#### TEXT FOR ANALYSIS:

On another glorious summer’s morning Jackie drove me to the surgery at Milford, where I handed in my repeat prescription order. She then deposited me at The Beach House so that I could walk back along the cliff top and up through Shorefield, thus avoiding the ascent of Park Lane.
Sleepy yachts slipped past The Needles and The Isle of Wight, along The calm, bright blue, Solent, reflecting the clear sky above.
Scarlet Pimpernels straggled underfoot.
Colourful lichen clings to memorial benches
like this one.
What is fascinating about these benches that line the cliff paths, is that they give you some idea of the length of retirees’ twilight years, and demonstrate the longevity of lichen.
Work continues on the re-sited footpath, brought some way inland following last year’s cliff crumble. Three cyclists sped along it. One waved cheerily. In the distance can be seen the crew adding fine gravel to the tarmacked surface. When I reached them I took rather a good photograph of the workers, but their head man preferred not to have their faces flying round the internet, so I deleted it.

#### WHAT THIS EXERCISE ASKS:
[a] Answer these questions from the cliff-top walk post, one line each:
(i) Where did Jackie first drive the narrator?
(ii) What straggled underfoot?
(iii) What was the crew adding to the tarmacked surface of the footpath?
[b] Name every place mentioned in the cliff-top walk post.
[c] From the cliff-top walk post, print the stretch from "On another glorious" through "clear sky above.".

#### DATASET CONTENT:
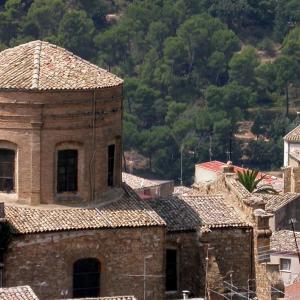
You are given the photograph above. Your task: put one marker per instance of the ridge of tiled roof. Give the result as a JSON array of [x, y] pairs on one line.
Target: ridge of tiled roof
[[108, 298], [293, 135], [193, 212], [39, 65], [275, 202], [127, 211], [283, 241], [136, 182], [216, 166], [18, 293]]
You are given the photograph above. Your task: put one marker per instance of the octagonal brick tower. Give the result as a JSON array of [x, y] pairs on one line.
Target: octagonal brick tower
[[60, 126]]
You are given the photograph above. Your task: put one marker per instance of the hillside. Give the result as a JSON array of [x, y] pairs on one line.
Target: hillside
[[193, 70]]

#### ANSWERS TO THE EXERCISE:
[a]
(i) To the surgery at Milford.
(ii) Scarlet Pimpernels.
(iii) Fine gravel.

[b] Milford, The Beach House, Shorefield, Park Lane, The Needles, The Isle of Wight, The Solent

[c]
On another glorious summer’s morning Jackie drove me to the surgery at Milford, where I handed in my repeat prescription order. She then deposited me at The Beach House so that I could walk back along the cliff top and up through Shorefield, thus avoiding the ascent of Park Lane.
Sleepy yachts slipped past The Needles and The Isle of Wight, along The calm, bright blue, Solent, reflecting the clear sky above.